### Short exercise A
Quote the part of the personal essay that starts with "Staying within this" and goes on through "much as possible.".
### Short exercise B
Pick out each line of the listing that contains the string "white".

--- Start Text shown ---

I refuse to joke about shooting someone if they do
something wrong, about cutting off someone's hand if they steal
cookies, about running someone over if they're in the middle of
the street. These things simply aren't funny, and there are
plenty of humorous things in the world if we'd but look for them.
I admire Bill Cosby's position on humor. I read
in an article once that each script for The Cosby Show was
carefully reviewed to ensure that none of the humor resulted from
insulting others, putting others down, or other negative
sources. It's a model I believe we all should follow if we
wish to make the world a kinder place.
2. My body is a gift, and I need to take care of it.
Keeping the body healthy is one of the most important things we
can do for ourselves, and we should take it very seriously.
I want to use my body whenever possible, making sure that the
muscles don't suffer from lack of use, and that the heart and
lungs don't grow weak from stagnation, pollutants, and
smoke. I also want to get the rest and sleep that my body
needs, when it needs it. My biggest problem is my love of
sweets, especially chocolate, which I consider to be among the
major food groups. I always have to burn off the extra sugar
soon after eating it, but I don't always do so. Often I have
to turn down sweets, though I find it easier to take them and
promise myself to exercise more later, which I don't always do.
I try to find an ideal weight range and stay within
it. If I'm too thin, my body suffers. If I weigh too
much, my body suffers. It's up to me to find an ideal range
and maintain it.
Staying within this range also helps me in another
want to use all the resources available to me in the most
responsible way possible. I have almost unlimited amounts of
food available to me--I want to use it responsibly, and not
overindulge, eating "my share"--what I need to be
healthy and nothing more. In doing so, and in responsibly
taking care of my body, I'll never need to replace my clothing
just because clothes don't fit any more. I want my clothing
to be comfortable and I want none of my clothing decisions to be
based on fashion, but on price (paying what it's worth, not for
any brand names) and my personal likes and dislikes. I want
to drive a car that gets decent mileage (but that's also safe),
and I want to conserve energy in my home as much as possible.

--- End Text shown ---
--- Start Rows ---

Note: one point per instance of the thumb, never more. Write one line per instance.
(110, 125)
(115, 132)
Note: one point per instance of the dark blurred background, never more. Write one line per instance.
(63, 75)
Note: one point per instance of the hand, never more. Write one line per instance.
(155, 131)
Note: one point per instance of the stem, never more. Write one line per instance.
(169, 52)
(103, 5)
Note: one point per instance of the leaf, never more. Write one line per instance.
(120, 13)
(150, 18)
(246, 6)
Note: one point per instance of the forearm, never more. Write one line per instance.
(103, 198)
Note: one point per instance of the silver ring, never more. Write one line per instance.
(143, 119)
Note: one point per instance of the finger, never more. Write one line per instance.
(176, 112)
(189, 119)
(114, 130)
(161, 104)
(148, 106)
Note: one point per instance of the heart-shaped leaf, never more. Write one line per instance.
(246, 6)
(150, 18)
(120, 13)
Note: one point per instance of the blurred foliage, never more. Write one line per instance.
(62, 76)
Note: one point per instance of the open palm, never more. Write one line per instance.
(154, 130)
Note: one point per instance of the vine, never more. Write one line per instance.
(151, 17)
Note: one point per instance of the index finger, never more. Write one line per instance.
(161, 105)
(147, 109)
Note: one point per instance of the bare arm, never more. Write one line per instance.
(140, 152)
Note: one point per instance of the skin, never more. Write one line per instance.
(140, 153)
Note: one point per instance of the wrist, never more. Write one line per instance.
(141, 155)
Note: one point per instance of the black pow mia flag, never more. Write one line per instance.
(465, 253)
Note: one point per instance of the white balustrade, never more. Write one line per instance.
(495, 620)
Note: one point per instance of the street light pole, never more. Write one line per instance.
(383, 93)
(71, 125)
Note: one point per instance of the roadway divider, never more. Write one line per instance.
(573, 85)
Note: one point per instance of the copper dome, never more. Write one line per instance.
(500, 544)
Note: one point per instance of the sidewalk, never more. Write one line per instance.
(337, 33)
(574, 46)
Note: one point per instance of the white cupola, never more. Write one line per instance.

--- End Rows ---

### Correct result A
Staying within this range also helps me in another
want to use all the resources available to me in the most
responsible way possible. I have almost unlimited amounts of
food available to me--I want to use it responsibly, and not
overindulge, eating "my share"--what I need to be
healthy and nothing more. In doing so, and in responsibly
taking care of my body, I'll never need to replace my clothing
just because clothes don't fit any more. I want my clothing
to be comfortable and I want none of my clothing decisions to be
based on fashion, but on price (paying what it's worth, not for
any brand names) and my personal likes and dislikes. I want
to drive a car that gets decent mileage (but that's also safe),
and I want to conserve energy in my home as much as possible.

### Correct result B
Note: one point per instance of the white balustrade, never more. Write one line per instance.
Note: one point per instance of the white cupola, never more. Write one line per instance.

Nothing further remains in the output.